**TEXTO PARA LEITURA:**
• • •
João Gonçalves 26 Mai 13

Eduardo Cintra Torres também reparou. «A justiça decidiu que Mário Crespo não será julgado por difamação ao ex-director do Jornal de Notícias. Para os juízes, seria censura os tribunais passarem a definir "os padrões jornalísticos do que seria uma crónica". Tendo eu sido "condenado" pela tralha socratinista da ERC em 2006 com base no que ela queria que fosse um artigo de opinião, saúdo a decisão do tribunal.»

Bom senso jurídico

João Gonçalves 24 Mai 13

Já foi há alguns dias mas vem perfeitamente a tempo salientar a posição do Tribunal da Relação do Porto em sede de liberdade de expressão. O "caso" opunha a direcção de um jornal (Jornal de Notícias) e um seu cronista (Mário Crespo) que afirmou ter sido alvo de um acto de censura por parte da primeira. «O TRP diz ainda que seria um acto de censura se os tribunais passassem a definir “os padrões jornalísticos do que seria uma crónica”.» De vez em quando o bom senso jurídico manifesta-se.

A "moda"...
• • •
**Dados recolhidos:**
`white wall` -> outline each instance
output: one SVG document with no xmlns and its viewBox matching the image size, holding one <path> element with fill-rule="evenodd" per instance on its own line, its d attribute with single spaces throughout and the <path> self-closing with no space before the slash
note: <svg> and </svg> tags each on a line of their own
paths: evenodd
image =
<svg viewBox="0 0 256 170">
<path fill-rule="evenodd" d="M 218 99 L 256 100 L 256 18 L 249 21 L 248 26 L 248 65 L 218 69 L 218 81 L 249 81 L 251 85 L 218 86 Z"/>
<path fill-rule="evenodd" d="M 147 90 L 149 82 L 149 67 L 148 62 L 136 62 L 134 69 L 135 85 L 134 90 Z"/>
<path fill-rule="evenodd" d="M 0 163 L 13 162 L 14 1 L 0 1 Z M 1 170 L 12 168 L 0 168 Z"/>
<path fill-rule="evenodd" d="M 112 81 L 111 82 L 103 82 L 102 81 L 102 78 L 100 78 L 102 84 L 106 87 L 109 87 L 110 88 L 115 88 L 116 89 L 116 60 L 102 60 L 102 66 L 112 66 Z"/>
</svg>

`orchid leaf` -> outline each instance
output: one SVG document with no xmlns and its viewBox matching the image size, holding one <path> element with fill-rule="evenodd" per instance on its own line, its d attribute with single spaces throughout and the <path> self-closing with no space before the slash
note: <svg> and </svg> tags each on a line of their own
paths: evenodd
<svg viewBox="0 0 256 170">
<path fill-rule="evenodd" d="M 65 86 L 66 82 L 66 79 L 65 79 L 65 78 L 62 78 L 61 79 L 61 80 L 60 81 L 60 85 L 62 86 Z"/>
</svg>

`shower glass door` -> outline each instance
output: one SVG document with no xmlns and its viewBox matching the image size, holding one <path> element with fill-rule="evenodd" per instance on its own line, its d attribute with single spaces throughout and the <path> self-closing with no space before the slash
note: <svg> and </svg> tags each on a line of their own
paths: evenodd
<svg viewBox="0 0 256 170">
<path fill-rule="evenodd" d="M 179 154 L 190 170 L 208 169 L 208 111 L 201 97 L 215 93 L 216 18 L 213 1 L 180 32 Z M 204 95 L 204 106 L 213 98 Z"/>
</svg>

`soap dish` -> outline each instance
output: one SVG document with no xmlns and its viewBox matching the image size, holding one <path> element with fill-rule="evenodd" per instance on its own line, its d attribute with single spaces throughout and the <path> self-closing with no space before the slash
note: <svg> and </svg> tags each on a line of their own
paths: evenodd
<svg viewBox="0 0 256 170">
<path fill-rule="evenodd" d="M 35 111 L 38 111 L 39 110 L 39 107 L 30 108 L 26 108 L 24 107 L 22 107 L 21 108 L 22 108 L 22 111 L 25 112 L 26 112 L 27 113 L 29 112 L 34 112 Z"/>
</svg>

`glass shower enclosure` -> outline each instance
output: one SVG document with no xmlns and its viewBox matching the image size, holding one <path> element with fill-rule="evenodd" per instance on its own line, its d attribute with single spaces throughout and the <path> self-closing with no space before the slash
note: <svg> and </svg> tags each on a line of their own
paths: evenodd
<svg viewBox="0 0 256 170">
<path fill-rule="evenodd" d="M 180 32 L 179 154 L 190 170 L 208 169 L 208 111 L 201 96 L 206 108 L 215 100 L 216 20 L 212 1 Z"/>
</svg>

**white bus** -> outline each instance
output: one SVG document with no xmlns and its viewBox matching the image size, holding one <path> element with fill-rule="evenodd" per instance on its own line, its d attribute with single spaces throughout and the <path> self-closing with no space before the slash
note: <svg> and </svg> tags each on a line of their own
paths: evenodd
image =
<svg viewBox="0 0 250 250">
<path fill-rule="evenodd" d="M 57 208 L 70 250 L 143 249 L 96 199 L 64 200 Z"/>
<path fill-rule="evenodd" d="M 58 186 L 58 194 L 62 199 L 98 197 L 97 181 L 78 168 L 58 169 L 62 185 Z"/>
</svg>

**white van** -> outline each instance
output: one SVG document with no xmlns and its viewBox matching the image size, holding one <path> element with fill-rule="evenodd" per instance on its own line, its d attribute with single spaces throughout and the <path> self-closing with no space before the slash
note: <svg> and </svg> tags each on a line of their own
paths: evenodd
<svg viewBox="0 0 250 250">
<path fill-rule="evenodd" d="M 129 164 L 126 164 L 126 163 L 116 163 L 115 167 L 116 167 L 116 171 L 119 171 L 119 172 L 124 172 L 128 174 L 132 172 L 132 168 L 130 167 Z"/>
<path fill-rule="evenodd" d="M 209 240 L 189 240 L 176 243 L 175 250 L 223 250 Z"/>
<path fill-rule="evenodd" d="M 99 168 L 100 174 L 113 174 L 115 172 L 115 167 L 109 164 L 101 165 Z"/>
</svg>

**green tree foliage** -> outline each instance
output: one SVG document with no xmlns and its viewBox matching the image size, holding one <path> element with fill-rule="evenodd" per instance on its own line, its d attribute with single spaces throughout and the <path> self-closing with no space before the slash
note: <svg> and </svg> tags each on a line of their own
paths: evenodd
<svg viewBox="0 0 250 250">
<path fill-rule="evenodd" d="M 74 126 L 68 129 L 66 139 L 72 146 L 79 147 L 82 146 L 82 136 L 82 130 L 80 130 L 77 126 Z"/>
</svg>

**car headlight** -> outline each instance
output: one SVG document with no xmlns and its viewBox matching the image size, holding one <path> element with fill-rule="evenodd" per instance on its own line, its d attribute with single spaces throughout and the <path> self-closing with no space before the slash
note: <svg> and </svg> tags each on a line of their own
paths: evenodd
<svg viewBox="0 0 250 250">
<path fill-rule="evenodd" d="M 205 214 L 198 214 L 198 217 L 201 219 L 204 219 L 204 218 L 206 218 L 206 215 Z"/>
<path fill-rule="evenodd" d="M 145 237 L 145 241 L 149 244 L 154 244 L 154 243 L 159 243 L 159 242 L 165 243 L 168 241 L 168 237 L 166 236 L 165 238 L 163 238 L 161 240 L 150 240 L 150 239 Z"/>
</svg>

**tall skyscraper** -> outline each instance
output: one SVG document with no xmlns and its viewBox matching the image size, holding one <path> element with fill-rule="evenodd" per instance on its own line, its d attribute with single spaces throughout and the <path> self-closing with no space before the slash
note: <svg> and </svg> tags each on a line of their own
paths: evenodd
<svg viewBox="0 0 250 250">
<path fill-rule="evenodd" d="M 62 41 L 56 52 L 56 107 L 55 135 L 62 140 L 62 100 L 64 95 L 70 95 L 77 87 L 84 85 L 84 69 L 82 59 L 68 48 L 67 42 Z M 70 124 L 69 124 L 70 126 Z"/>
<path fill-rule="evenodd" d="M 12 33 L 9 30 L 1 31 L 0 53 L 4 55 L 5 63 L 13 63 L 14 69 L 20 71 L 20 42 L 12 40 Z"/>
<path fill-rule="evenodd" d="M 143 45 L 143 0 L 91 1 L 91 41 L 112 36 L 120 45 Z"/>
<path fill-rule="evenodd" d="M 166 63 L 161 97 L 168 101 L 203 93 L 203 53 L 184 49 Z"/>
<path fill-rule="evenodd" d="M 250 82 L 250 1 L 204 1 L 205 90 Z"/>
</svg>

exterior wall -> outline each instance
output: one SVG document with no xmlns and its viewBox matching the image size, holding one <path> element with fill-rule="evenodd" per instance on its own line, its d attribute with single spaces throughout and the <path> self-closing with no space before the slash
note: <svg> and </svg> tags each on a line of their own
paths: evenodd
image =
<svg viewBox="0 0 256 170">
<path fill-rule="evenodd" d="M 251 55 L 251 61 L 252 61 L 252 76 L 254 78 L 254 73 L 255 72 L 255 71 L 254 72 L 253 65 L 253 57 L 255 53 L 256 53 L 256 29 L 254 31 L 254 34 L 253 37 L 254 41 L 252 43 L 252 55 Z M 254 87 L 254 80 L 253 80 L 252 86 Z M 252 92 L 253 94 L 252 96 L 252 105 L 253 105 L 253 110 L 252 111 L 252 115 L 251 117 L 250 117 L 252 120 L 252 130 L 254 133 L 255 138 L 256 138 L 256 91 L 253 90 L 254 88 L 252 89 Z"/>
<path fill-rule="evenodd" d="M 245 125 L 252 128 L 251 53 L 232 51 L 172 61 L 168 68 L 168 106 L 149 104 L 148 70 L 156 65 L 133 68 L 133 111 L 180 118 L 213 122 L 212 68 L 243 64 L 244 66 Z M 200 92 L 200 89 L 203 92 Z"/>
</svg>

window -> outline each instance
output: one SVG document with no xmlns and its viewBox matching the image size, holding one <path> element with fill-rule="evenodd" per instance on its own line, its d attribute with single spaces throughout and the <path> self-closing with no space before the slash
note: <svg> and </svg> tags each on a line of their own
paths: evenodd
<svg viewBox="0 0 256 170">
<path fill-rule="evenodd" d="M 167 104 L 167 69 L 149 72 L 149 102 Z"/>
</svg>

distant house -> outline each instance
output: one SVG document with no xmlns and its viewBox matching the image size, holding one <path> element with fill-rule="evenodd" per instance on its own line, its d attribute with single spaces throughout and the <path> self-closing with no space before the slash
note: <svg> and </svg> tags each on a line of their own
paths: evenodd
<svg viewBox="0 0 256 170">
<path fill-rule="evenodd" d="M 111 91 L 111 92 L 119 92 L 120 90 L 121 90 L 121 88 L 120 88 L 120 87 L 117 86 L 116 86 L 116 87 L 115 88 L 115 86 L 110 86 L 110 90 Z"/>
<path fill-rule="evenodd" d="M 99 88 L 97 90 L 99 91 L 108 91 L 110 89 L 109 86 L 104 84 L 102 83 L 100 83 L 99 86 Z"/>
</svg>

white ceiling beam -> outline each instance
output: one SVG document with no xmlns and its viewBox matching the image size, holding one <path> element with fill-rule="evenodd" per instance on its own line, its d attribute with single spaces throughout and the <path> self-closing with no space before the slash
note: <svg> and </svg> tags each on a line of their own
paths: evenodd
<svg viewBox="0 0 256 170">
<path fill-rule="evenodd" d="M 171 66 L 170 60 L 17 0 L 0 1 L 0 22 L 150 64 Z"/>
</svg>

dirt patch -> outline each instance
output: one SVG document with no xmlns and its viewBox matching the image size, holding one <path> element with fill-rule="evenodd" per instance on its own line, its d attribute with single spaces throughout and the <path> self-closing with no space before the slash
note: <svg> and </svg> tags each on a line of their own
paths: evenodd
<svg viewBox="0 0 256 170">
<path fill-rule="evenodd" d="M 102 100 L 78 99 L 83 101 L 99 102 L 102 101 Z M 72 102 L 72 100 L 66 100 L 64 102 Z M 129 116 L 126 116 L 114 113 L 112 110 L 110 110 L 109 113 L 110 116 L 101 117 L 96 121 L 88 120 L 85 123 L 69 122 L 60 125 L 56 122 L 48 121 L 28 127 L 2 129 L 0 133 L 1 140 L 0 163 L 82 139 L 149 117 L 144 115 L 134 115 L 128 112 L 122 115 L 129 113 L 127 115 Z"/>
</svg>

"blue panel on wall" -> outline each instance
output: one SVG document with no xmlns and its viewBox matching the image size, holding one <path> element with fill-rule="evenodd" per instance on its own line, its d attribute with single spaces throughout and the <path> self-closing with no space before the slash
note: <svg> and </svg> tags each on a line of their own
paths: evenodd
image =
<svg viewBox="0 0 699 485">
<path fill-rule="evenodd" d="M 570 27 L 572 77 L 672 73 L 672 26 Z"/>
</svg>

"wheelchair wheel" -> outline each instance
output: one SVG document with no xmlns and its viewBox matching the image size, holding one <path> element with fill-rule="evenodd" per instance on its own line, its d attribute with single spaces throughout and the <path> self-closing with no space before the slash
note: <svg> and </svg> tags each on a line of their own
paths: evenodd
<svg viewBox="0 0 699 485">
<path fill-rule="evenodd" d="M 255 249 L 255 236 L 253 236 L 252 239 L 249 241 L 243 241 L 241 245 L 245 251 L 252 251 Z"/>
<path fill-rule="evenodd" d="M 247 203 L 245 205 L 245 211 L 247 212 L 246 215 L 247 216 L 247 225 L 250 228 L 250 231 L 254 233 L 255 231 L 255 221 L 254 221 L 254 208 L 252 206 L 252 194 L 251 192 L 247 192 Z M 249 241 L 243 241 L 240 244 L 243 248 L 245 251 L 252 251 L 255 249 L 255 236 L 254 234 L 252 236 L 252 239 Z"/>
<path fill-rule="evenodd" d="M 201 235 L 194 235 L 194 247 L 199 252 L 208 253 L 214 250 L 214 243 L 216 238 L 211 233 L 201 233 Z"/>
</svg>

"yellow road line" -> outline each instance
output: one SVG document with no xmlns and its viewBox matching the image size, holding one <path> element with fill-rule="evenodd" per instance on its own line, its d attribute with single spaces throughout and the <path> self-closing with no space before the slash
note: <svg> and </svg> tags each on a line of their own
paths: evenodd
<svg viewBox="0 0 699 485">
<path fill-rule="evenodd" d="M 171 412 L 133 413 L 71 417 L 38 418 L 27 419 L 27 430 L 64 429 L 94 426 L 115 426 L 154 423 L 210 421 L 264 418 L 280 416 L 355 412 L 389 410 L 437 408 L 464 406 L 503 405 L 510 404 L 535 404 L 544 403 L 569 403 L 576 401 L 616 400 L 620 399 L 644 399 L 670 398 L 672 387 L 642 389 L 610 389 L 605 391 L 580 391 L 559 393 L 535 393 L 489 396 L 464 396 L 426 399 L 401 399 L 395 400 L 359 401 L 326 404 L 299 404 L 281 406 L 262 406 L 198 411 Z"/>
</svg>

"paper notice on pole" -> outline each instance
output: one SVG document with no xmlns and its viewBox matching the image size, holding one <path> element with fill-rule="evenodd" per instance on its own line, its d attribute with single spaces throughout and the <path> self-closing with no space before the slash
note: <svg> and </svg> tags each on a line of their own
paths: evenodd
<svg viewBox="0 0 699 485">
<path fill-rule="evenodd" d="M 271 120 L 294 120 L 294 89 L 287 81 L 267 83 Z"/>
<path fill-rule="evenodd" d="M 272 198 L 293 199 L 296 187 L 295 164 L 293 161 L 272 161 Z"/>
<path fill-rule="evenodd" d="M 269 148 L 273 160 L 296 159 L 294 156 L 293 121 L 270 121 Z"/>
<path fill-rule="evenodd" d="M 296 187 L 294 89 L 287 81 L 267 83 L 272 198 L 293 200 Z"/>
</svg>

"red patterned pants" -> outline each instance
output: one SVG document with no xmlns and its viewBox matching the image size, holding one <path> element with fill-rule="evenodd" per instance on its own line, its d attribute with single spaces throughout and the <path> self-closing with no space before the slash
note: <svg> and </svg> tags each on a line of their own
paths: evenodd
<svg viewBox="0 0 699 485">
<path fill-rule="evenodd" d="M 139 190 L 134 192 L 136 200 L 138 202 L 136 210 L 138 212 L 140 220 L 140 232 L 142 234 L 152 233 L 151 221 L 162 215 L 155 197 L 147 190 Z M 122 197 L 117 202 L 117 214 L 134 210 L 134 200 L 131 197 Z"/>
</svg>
• • •
**INSTRUÇÕES:**
A. Responda a estas perguntas com base no texto sobre o caso Mário Crespo:
(i) Que tribunal tomou posição sobre a liberdade de expressão?
(ii) Em que ano foi Eduardo Cintra Torres "condenado" pela ERC?
(iii) De que jornal era a direcção que se opunha ao cronista?
B. Transcreva do texto sobre o caso Mário Crespo, sem qualquer alteração, o trecho que começa em "Já foi há alguns" e segue até "senso jurídico manifesta-se.".
C. Prossiga o texto sobre o caso Mário Crespo a partir do ponto em que termina.
Os itens são material à parte, sem ligação ao texto.

**RESPOSTAS:**
A.
(i) O Tribunal da Relação do Porto.
(ii) Em 2006.
(iii) Do Jornal de Notícias.

B.
Já foi há alguns dias mas vem perfeitamente a tempo salientar a posição do Tribunal da Relação do Porto em sede de liberdade de expressão. O "caso" opunha a direcção de um jornal (Jornal de Notícias) e um seu cronista (Mário Crespo) que afirmou ter sido alvo de um acto de censura por parte da primeira. «O TRP diz ainda que seria um acto de censura se os tribunais passassem a definir “os padrões jornalísticos do que seria uma crónica”.» De vez em quando o bom senso jurídico manifesta-se.

C.
João Gonçalves 19 Fev 13

Agora é cantar a "Grândola" contra a liberdade de expressão? Tinha ideia que não era isso que estava na cabeça do seu autor. E, muito menos, na daqueles que a usaram como "senha" no "dia inicial inteiro e limpo / Onde emergimos da noite e do silêncio / E livres habitamos a substância do tempo", de que falava Sophia.


Adenda: «Lá vem a Grândola, os democratíssimos punhos odiosos lembrando malfeitorias de outros tempos, a exigência da queda do governo e de novas eleições; como sabemos, tudo práticas correntes naquelas defuntas sociedades de antanho que foram o sol radioso - a aurora dourada, o sendeiro luminoso - que se afirmavam paraísos para trabalhadores, mas onde não havia nem pão, nem liberdade, e onde em cada esquina a igualdade era desmentida por um bufo, um polícia da secreta ou uma loja exclusiva para os apparatchik do partido. Esta matulagem não é, convém lembrar, o quarto estado, a fome estampada no rosto, os ventre-ao-sol minados pela tísica. Não, trata-se da tal "classe média" convocada por sms, arrebanhada pela sede local do partido, transportada e alimentada pela indústria do protesto para estas bravatas. Sintoma claro da metadona, do fim do Estado à Guterres (com Ferro Rodrigues e Milícias oferecendo o que não era nem deles nem nosso) e, sobretudo, a absoluta incapacidade para oferecer uma molécula alternativa ao descalabro de décadas. Lá está o velhote de fato e colete (há sempre um profiteur de jeunes) nostálgico de um tempo [que felizmente não voltará] em que tudo o que se lhes opusesse era liminarmente apodado de "fascista".»